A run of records
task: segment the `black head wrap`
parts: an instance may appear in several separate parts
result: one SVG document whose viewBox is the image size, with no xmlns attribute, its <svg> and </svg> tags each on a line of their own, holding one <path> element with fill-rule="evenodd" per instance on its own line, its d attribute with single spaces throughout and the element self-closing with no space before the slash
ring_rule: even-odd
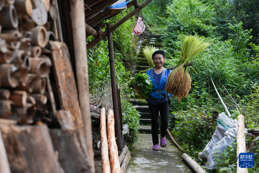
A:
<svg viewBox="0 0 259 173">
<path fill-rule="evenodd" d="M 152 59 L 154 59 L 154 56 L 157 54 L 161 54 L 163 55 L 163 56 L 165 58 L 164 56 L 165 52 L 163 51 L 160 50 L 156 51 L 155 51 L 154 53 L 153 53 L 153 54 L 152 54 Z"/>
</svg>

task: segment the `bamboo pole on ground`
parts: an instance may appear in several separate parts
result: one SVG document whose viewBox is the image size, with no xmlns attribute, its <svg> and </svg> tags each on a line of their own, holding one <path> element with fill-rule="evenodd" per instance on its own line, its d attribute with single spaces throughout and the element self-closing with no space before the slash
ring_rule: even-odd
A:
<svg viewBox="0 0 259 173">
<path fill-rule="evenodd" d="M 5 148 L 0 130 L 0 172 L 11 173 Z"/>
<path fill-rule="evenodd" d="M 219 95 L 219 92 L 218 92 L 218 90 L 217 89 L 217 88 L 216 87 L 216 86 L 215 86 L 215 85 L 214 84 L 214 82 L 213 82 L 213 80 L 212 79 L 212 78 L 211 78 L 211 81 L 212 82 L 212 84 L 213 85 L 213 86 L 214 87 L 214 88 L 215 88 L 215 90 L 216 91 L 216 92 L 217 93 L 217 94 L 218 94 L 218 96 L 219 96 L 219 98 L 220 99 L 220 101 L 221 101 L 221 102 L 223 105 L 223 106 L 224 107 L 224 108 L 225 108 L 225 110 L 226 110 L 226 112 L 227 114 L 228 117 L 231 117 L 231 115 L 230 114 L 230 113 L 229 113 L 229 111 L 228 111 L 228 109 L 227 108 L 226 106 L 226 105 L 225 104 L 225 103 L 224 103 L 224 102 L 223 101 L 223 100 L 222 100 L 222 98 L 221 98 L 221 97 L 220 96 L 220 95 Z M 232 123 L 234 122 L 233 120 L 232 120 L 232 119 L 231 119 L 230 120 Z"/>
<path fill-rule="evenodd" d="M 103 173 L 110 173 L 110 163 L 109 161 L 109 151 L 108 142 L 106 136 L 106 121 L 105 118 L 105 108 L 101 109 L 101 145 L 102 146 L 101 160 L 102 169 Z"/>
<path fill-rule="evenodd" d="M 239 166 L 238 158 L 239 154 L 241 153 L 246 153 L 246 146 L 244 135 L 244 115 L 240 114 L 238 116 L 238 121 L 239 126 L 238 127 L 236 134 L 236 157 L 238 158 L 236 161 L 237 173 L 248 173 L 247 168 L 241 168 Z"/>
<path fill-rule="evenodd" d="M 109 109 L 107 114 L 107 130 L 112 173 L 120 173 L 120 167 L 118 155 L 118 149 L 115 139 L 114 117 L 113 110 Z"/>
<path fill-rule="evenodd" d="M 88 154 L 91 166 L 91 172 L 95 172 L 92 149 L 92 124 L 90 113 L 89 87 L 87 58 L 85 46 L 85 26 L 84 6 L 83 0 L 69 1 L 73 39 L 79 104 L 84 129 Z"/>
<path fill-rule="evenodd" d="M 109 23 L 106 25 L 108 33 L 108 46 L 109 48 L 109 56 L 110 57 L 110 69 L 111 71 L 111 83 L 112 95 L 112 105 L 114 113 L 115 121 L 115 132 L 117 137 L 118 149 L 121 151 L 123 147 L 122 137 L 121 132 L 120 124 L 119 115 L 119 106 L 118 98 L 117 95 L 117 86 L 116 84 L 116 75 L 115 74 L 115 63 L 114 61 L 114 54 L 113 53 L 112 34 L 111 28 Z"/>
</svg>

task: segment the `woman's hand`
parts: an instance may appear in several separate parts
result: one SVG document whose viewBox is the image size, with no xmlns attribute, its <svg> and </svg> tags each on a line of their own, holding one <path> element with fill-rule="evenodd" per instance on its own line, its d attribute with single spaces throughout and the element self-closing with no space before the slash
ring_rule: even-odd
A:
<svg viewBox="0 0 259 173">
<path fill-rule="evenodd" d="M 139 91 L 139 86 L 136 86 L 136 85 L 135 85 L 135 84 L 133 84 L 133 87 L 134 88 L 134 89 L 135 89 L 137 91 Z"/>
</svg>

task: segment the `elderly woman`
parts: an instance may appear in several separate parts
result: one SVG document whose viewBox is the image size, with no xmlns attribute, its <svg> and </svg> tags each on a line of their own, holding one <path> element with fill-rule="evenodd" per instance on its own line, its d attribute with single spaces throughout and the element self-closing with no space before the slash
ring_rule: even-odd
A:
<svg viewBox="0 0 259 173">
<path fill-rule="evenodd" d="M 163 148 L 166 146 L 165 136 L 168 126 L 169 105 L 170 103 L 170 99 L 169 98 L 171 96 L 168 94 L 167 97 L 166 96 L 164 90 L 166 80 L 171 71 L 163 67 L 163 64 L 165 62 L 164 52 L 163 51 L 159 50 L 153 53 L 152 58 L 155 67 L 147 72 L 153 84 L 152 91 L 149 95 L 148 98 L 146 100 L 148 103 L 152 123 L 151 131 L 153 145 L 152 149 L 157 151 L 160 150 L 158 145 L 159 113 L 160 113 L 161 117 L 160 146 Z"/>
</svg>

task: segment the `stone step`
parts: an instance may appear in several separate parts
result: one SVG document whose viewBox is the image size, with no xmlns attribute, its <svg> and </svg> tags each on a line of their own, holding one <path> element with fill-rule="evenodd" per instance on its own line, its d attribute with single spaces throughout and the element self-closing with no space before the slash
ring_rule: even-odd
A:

--

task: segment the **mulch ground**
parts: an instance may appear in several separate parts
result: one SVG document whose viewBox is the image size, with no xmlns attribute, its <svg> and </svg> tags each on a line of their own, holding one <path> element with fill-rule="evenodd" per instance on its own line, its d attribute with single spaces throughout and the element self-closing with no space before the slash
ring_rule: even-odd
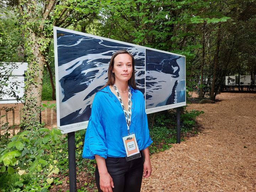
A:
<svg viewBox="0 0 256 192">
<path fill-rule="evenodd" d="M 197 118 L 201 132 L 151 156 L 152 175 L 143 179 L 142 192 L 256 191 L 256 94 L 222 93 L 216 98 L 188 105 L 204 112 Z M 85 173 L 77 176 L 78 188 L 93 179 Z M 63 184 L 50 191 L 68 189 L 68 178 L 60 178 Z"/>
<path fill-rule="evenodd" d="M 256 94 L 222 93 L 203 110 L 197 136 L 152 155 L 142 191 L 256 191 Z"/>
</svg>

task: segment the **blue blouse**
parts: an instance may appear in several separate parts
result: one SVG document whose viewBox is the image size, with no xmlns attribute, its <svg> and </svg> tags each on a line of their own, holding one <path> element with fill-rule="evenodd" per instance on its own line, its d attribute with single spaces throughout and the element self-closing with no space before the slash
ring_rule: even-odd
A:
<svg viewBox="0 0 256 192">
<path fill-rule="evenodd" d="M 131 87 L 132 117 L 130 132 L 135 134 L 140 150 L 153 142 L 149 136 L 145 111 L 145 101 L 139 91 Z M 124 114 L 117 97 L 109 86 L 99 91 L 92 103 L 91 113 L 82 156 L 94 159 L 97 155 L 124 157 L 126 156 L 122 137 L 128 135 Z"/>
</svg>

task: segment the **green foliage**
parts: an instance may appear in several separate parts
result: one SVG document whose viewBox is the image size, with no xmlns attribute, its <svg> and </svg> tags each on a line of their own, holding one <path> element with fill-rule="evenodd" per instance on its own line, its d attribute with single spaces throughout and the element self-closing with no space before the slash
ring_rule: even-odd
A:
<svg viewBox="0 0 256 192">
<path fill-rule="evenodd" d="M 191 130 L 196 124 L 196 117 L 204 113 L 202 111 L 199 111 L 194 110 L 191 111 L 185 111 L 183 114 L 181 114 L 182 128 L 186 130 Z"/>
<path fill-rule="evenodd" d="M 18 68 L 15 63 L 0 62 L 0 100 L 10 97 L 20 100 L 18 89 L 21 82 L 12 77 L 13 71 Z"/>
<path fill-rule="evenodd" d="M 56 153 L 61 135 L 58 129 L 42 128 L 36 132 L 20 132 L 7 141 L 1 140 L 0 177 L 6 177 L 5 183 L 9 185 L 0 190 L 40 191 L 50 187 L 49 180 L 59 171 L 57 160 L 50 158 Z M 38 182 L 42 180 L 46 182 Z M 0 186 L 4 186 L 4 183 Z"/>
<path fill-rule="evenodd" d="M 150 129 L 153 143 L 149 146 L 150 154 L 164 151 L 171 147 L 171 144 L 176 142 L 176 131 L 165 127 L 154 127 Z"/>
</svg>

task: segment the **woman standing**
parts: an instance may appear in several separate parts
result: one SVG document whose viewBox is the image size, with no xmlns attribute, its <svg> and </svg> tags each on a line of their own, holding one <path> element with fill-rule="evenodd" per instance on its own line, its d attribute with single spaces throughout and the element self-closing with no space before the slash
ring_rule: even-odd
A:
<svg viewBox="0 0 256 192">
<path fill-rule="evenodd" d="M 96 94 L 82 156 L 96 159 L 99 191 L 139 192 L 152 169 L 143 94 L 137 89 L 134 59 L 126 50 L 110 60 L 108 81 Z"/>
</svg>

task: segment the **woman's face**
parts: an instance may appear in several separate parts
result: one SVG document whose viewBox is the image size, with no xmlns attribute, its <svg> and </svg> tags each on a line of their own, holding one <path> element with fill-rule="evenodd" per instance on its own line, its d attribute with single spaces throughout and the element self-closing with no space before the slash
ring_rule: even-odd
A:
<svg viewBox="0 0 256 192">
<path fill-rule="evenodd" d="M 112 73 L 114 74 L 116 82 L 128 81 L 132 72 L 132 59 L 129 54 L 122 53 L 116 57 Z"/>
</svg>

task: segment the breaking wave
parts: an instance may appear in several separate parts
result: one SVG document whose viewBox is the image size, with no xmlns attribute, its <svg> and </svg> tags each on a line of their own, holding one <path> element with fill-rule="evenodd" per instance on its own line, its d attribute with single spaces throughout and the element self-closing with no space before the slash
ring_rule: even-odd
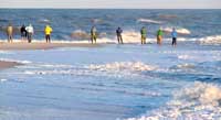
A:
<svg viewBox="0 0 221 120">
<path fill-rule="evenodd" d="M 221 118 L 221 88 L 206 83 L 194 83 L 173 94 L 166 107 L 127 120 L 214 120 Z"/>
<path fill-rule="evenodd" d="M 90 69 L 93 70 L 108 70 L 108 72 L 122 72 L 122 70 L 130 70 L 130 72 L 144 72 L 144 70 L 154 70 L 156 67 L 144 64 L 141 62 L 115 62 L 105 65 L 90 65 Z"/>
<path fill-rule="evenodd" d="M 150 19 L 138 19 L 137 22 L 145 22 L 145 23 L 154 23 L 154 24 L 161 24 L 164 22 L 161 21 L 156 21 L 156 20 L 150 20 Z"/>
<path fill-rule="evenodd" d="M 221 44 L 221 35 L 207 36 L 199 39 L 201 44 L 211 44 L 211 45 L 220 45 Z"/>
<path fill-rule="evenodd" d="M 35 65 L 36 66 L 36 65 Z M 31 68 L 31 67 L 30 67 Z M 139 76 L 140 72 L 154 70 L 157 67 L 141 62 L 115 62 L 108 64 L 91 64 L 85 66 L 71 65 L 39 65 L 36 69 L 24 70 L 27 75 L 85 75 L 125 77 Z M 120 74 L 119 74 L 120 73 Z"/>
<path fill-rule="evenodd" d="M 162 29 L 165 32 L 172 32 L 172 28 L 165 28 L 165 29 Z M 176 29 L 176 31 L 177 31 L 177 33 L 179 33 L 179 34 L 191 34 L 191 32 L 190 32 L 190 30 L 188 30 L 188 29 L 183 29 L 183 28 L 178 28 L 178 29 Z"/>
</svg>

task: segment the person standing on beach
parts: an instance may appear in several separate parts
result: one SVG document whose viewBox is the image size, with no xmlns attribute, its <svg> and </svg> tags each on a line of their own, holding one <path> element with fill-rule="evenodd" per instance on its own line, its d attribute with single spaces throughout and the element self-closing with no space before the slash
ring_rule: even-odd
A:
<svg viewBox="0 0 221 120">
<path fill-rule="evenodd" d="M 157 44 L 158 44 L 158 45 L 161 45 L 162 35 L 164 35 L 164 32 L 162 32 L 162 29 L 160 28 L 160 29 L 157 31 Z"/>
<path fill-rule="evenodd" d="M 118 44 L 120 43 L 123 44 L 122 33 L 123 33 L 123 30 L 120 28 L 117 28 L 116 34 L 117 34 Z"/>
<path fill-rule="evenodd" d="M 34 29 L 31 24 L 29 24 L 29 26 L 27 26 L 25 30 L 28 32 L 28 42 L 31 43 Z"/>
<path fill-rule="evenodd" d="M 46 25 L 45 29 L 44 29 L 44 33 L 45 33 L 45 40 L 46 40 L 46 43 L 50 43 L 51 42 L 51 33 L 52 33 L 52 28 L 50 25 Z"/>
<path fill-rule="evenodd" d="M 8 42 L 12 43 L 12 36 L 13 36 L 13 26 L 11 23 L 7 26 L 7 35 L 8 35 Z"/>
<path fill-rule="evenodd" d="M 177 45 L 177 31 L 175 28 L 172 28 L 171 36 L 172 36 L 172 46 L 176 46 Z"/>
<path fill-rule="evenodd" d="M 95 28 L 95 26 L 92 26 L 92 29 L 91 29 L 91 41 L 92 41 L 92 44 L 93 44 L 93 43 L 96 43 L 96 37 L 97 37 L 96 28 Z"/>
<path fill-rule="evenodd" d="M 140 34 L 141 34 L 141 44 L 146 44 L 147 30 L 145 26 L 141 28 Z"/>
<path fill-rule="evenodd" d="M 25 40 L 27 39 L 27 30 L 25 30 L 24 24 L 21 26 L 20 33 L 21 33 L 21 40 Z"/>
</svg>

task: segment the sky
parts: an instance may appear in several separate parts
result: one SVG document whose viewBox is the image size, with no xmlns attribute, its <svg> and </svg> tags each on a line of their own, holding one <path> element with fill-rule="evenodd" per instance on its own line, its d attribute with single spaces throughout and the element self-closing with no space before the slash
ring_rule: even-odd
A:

==

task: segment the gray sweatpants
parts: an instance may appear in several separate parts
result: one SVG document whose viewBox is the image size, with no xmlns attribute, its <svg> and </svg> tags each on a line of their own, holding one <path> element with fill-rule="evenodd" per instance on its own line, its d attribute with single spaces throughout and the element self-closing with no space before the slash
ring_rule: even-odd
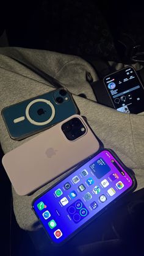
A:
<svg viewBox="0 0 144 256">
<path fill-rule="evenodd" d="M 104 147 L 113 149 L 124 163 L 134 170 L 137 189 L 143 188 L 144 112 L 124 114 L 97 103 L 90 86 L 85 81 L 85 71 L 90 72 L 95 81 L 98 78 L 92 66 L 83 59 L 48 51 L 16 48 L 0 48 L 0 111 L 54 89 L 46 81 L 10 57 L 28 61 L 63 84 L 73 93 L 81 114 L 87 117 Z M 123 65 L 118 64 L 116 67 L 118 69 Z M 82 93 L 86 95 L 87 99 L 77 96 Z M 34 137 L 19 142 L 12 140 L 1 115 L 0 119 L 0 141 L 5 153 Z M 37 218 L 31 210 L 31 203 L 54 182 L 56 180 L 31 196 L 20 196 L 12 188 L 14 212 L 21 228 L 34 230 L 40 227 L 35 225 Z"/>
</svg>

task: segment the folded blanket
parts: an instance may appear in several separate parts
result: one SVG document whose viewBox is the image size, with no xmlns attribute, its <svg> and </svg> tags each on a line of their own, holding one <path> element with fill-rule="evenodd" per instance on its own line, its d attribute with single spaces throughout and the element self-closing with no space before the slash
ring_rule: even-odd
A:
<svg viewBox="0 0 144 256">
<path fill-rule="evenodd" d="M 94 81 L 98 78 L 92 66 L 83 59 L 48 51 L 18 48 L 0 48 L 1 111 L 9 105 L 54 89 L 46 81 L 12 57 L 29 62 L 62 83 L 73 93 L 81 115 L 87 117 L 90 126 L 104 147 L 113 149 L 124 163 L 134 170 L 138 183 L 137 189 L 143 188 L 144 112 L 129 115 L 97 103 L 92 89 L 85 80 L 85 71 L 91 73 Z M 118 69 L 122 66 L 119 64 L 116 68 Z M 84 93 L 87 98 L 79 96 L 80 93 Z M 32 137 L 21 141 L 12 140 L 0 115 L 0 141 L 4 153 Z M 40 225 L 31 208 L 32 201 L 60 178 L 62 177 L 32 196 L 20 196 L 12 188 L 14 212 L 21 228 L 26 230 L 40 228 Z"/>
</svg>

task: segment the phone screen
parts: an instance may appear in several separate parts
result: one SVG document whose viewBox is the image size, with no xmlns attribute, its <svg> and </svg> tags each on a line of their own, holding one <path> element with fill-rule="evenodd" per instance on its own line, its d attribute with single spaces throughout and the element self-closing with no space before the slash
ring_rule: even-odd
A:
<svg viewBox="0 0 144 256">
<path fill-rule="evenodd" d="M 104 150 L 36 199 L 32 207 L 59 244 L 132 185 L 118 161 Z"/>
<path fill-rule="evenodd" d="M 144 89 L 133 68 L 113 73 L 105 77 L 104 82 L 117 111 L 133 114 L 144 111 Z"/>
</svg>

### Task directions
Copy the lines verbatim, starting at the line with "task: segment the **green foliage**" and ending at the line with "100 L 10 97", both included.

### Result
task: segment the **green foliage**
parts: an instance may appear in several separate parts
result: one SVG document whose viewBox is the image size, with no xmlns attribute, its <svg> and </svg> tags each on a line of their own, holding one <path> element with fill-rule="evenodd" per instance on its own line, its d attribute with single spaces throughout and the element self-closing with no space before the slash
ring_rule: even-odd
A:
<svg viewBox="0 0 256 192">
<path fill-rule="evenodd" d="M 191 130 L 196 124 L 196 117 L 204 113 L 202 111 L 199 111 L 194 110 L 191 111 L 185 111 L 183 114 L 181 114 L 182 128 L 186 130 Z"/>
<path fill-rule="evenodd" d="M 18 68 L 15 63 L 0 62 L 0 100 L 10 97 L 20 100 L 18 89 L 21 82 L 12 77 L 13 71 Z"/>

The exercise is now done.